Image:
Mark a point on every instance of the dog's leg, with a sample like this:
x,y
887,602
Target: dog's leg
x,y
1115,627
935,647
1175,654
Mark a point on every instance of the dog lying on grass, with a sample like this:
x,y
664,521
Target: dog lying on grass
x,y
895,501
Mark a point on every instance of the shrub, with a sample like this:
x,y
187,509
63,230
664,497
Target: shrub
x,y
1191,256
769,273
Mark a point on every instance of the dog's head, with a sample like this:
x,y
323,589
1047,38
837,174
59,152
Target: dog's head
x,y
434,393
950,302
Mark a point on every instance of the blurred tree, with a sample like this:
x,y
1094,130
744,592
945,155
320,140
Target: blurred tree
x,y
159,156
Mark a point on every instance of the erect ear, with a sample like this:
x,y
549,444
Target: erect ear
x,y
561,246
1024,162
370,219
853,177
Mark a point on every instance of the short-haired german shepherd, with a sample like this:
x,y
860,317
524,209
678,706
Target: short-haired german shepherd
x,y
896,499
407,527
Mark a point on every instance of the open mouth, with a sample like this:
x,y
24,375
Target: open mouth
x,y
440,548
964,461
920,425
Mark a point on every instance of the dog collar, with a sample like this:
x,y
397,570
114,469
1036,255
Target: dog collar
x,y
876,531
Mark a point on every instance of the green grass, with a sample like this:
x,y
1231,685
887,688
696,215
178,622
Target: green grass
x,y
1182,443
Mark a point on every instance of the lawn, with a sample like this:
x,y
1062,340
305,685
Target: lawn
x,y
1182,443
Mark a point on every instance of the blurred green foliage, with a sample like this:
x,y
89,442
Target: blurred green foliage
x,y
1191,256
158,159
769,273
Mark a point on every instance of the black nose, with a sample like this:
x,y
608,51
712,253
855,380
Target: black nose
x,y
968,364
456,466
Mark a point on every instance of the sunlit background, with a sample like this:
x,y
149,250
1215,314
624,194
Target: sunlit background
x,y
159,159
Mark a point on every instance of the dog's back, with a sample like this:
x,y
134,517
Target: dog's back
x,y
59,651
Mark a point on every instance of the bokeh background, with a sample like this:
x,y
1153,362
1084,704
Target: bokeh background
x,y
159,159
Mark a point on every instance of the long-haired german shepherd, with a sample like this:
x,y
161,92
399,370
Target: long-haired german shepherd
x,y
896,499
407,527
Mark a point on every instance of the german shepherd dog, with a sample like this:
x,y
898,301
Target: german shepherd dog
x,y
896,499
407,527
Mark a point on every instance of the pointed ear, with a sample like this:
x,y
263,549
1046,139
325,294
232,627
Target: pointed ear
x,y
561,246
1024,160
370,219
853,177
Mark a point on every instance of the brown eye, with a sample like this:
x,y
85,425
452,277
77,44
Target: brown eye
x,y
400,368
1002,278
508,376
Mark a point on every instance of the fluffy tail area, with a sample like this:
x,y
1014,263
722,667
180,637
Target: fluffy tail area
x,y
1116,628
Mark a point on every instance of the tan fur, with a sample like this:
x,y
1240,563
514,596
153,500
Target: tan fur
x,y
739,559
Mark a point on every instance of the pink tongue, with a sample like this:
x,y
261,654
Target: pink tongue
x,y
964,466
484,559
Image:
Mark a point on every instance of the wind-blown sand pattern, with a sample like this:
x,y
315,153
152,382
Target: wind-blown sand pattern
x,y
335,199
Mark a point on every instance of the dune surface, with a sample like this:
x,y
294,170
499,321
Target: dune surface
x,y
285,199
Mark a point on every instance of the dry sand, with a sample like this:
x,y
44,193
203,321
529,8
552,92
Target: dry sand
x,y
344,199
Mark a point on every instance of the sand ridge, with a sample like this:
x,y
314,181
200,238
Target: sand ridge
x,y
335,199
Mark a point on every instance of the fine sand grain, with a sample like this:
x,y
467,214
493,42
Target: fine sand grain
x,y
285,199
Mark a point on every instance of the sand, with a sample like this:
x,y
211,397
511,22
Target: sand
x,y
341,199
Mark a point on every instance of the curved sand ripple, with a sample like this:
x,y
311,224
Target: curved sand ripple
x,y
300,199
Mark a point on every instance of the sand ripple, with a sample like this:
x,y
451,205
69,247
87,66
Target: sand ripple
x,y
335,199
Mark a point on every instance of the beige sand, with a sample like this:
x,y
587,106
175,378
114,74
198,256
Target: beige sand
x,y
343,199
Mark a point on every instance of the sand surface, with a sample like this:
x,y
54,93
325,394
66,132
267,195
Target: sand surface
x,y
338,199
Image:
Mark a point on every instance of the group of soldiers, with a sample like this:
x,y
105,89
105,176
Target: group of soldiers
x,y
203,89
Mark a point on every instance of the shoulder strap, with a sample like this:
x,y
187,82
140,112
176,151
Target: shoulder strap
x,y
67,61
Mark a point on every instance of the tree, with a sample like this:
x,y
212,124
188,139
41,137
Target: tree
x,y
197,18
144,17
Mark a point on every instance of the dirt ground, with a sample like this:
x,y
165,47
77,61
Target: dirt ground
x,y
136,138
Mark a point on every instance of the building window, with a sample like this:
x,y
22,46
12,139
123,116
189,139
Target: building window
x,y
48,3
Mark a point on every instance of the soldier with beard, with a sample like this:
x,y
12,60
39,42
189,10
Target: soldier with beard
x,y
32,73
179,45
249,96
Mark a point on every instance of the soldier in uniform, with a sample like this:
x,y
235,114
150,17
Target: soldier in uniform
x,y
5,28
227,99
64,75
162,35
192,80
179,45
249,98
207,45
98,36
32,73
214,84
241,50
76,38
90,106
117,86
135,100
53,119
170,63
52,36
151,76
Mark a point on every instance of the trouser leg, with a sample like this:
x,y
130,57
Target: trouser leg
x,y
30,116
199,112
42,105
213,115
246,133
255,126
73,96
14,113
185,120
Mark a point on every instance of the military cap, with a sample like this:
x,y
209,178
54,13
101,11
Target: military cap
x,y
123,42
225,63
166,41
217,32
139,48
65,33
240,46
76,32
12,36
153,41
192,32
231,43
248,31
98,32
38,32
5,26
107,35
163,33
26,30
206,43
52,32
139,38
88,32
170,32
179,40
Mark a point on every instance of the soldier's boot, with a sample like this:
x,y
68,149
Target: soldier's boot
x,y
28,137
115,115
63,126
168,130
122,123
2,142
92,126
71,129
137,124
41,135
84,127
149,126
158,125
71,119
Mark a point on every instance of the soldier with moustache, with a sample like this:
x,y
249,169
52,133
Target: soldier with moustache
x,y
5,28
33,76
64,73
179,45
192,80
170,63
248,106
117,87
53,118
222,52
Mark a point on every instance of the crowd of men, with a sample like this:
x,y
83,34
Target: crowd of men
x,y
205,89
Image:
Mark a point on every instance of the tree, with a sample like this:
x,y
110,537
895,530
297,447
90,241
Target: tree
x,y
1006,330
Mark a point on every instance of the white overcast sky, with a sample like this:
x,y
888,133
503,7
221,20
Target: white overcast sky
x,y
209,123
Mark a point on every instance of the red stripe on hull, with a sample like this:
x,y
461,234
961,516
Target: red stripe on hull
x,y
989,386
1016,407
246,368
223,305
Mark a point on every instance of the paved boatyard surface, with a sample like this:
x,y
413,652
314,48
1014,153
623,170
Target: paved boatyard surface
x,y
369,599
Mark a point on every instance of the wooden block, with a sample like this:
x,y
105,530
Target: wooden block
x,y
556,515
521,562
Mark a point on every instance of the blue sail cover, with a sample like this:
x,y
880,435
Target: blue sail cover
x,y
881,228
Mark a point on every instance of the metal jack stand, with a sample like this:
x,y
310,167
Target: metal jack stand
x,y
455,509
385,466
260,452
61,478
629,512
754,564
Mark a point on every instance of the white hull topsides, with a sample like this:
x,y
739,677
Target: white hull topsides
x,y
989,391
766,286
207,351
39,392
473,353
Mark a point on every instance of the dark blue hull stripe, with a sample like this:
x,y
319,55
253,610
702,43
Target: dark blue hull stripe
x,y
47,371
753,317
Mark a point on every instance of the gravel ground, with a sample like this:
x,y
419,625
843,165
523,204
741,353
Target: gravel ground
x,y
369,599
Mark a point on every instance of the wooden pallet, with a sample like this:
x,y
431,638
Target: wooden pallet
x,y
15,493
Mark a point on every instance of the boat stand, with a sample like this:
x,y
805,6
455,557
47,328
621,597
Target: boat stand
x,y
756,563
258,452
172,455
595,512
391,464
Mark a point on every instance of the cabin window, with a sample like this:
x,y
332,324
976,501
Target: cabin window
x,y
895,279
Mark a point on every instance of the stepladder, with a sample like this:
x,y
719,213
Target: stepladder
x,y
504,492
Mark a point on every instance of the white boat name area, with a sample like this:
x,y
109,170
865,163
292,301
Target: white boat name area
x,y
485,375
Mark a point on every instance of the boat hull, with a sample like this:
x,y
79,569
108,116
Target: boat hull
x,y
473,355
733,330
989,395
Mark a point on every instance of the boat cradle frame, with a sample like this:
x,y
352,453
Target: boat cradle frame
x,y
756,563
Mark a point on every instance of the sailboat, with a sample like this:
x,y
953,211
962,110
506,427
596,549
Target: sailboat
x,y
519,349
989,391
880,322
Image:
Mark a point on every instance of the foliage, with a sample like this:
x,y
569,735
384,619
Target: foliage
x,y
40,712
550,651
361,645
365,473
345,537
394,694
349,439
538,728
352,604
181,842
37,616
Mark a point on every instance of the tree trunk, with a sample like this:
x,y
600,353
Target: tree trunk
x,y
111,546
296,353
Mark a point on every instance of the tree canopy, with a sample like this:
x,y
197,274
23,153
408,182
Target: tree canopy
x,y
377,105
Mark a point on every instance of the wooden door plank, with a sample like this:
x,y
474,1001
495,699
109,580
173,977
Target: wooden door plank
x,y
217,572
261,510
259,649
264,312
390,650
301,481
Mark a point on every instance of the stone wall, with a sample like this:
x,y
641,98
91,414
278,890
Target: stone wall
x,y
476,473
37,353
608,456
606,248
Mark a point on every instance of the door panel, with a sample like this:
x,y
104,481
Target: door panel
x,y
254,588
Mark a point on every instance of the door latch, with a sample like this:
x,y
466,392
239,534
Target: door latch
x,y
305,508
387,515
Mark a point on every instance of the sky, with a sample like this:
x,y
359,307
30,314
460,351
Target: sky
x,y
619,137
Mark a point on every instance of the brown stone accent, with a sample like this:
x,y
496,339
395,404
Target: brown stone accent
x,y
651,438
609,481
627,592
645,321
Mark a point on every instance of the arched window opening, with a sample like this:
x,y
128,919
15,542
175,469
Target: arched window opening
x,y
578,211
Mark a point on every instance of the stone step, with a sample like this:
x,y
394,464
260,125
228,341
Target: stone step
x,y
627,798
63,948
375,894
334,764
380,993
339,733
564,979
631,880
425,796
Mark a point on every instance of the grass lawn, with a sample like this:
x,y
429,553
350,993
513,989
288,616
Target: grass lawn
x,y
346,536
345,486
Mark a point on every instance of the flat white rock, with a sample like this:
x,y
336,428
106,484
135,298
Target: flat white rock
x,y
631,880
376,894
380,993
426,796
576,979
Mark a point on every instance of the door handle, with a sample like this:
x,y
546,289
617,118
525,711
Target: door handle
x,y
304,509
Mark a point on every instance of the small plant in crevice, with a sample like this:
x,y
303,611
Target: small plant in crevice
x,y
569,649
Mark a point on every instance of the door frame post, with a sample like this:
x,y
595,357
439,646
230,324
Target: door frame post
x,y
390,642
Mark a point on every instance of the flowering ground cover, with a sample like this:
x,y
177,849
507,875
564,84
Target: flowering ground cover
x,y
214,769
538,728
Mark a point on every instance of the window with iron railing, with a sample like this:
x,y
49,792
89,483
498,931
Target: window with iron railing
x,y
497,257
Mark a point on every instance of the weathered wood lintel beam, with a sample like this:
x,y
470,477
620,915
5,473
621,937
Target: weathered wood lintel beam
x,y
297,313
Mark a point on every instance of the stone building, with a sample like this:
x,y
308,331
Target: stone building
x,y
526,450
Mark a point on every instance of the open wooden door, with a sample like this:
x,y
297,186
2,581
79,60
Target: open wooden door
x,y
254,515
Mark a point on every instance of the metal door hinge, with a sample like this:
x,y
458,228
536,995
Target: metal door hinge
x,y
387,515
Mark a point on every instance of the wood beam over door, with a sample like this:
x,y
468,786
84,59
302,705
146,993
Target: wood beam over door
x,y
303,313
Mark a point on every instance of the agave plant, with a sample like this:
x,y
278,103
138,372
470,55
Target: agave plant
* * * * *
## Exercise requirements
Look through the data above and return each line where the string "agave" occurs.

## Your solution
Mark a point on every instance of the agave plant, with a sample like this:
Target: agave plant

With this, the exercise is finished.